◆ EXERCISE AIM ◆
Reproduce the page text from "Background & Motivation¶" up to and including "to that task.", substituting "inference" for "deployment".

TSPulse: Tiny Pre-Trained Models with Disentangled Representations for Rapid Time Series¶

Conference: ICLR 2026 arXiv: 2505.13033 Code: https://huggingface.co/ibm-granite/granite-timeseries-tspulse-r1 Area: Time Series Keywords: Time Series Pre-trained Model, Disentangled Representations, Dual-Space Reconstruction, Anomaly Detection, Tiny Model

TL;DR¶

This paper proposes TSPulse, an ultra-lightweight time series pre-trained model with only 1M parameters, which surpasses models 10–100× larger on four tasks — classification (+5–16%), anomaly detection (+20%), imputation (+50%), and similarity retrieval (+25%) — through dual-space masked reconstruction and dual-embedding disentanglement.

Background & Motivation¶

Time series analysis encompasses diverse downstream tasks including forecasting, anomaly detection, imputation, classification, and retrieval. Inspired by successes in NLP and CV, the time series community has increasingly explored large-scale pre-trained models:

Task-specific models: TimesFM, Chronos, and Moirai focus on forecasting tasks.

General-purpose models: Moment and UniTS extend to classification, anomaly detection, and imputation.

Cross-domain models: Time-LLM and GPT4TS attempt to adapt LLMs to time series.

Core problem: Existing pre-trained models have massive parameter counts (hundreds of millions to billions), leading to prohibitively high deployment and fine-tuning costs. TTM demonstrates that compact models with 1–5M parameters can achieve competitive performance on forecasting, but this advantage is limited to that task.

Research gap: Can a ~1M-parameter pre-trained model be constructed that simultaneously achieves state-of-the-art performance across multiple non-forecasting diagnostic tasks?

Method¶

Overall Architecture¶

TSPulse is built on the lightweight TSMixer architecture. The core pipeline is: - Input \(\mathbf{X} \in \mathbb{R}^{S \times C}\) → masking → dual-space encoding (time domain + frequency domain) → TSMixer backbone → mini decoder → multi-objective output heads

Key Designs¶

Dual-Space Masked Reconstruction
- Reconstruction of masked inputs is performed simultaneously in both the time domain and frequency domain.
- Core intuition: certain patterns are more readily detected in the time domain (e.g., spikes), while others are more prominent in the frequency domain (e.g., periodicity).
- The time-domain masked input \(\mathbf{X}_m\) is transformed via FFT to obtain the frequency-domain representation \(\mathbf{X}^f_m\).

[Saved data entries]

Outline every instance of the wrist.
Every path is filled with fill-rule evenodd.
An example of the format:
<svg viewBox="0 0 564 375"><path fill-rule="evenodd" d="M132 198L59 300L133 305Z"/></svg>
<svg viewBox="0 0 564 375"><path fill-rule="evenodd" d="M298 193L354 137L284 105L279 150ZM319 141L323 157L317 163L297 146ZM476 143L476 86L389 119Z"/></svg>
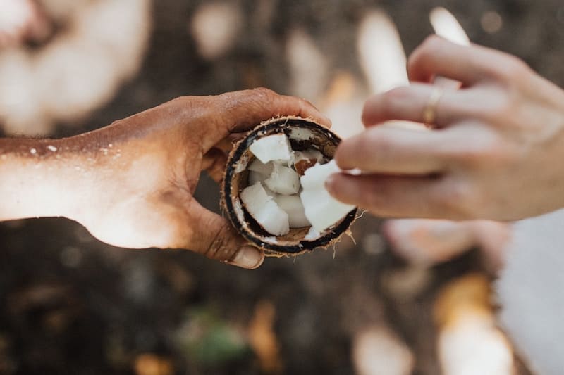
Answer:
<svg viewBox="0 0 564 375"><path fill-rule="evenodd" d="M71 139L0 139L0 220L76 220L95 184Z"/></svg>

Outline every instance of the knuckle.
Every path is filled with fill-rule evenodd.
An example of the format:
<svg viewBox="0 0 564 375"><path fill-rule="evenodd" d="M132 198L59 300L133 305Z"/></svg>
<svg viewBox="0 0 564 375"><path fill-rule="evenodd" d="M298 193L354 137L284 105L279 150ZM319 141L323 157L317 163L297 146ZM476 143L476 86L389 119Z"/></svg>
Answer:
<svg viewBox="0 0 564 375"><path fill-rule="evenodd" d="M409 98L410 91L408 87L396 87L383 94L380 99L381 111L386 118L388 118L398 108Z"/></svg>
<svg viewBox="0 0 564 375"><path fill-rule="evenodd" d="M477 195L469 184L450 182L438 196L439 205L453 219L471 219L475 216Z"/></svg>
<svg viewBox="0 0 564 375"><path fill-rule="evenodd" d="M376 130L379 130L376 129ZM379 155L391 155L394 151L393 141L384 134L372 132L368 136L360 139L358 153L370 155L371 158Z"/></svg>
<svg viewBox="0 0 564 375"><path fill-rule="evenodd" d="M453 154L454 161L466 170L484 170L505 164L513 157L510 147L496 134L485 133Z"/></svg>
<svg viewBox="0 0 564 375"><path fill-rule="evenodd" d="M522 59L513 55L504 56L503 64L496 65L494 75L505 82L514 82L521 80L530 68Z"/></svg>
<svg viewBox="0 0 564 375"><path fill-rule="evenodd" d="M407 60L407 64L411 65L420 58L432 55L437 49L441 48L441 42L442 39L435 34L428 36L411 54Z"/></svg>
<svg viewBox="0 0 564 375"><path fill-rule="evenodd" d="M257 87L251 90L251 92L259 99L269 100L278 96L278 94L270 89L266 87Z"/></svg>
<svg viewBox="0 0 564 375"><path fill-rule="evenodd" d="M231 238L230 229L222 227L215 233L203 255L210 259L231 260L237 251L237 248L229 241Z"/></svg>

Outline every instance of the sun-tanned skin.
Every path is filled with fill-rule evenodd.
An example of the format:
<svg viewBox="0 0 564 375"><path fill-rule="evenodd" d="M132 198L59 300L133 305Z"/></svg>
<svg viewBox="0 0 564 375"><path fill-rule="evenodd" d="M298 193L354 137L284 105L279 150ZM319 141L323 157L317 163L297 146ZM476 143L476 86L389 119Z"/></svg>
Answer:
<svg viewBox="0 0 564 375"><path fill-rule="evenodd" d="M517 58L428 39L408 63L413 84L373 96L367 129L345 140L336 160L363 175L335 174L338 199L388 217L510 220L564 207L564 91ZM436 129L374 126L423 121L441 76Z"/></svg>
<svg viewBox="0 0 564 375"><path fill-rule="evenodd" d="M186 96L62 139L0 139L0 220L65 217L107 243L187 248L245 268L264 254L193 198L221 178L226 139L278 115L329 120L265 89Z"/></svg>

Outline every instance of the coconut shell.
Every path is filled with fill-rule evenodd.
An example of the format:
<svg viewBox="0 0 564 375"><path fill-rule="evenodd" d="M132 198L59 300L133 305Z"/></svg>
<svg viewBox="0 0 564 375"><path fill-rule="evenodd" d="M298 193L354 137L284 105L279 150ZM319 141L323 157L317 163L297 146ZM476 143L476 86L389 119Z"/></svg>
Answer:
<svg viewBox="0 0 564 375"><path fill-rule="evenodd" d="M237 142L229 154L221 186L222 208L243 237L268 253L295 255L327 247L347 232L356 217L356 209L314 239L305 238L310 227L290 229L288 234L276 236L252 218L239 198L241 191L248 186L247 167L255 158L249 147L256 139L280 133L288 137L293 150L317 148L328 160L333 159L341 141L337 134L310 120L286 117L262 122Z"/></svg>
==
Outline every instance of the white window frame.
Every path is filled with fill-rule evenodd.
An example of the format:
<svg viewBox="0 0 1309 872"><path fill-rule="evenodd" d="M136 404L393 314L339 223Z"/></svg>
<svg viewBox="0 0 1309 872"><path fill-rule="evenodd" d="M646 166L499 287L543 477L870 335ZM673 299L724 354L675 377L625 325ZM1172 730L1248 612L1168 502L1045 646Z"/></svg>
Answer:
* * *
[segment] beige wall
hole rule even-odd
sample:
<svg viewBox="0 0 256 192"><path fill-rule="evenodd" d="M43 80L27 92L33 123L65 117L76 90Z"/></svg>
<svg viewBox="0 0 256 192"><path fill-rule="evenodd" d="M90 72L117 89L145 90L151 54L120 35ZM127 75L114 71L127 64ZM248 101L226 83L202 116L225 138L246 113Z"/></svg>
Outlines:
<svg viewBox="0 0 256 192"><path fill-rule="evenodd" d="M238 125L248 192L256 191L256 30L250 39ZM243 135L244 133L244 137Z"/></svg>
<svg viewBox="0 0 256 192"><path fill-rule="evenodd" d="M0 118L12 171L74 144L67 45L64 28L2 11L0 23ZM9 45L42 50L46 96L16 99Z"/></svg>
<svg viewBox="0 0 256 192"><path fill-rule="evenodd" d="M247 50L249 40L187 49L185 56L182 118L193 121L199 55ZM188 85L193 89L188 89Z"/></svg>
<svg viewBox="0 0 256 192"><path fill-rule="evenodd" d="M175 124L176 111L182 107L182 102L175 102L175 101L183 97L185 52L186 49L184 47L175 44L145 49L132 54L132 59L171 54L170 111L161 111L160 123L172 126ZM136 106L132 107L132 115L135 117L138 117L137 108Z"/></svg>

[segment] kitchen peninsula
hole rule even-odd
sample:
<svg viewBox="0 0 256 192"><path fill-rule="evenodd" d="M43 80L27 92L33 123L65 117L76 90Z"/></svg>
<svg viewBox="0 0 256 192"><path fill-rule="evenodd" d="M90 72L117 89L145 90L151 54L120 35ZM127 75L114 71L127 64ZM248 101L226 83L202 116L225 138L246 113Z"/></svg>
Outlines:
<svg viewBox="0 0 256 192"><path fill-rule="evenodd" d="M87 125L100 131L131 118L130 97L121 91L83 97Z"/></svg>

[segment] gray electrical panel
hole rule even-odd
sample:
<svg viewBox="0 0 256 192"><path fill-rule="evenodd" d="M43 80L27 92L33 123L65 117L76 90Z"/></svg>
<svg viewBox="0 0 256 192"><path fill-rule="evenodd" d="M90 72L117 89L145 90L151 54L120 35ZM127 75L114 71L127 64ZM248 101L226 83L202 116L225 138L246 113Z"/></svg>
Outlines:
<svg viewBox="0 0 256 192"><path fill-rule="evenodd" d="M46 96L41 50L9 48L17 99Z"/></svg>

◆ YOUR SOLUTION ◆
Background & Motivation¶

Time series analysis encompasses diverse downstream tasks including forecasting, anomaly detection, imputation, classification, and retrieval. Inspired by successes in NLP and CV, the time series community has increasingly explored large-scale pre-trained models:

Task-specific models: TimesFM, Chronos, and Moirai focus on forecasting tasks.

General-purpose models: Moment and UniTS extend to classification, anomaly detection, and imputation.

Cross-domain models: Time-LLM and GPT4TS attempt to adapt LLMs to time series.

Core problem: Existing pre-trained models have massive parameter counts (hundreds of millions to billions), leading to prohibitively high inference and fine-tuning costs. TTM demonstrates that compact models with 1–5M parameters can achieve competitive performance on forecasting, but this advantage is limited to that task.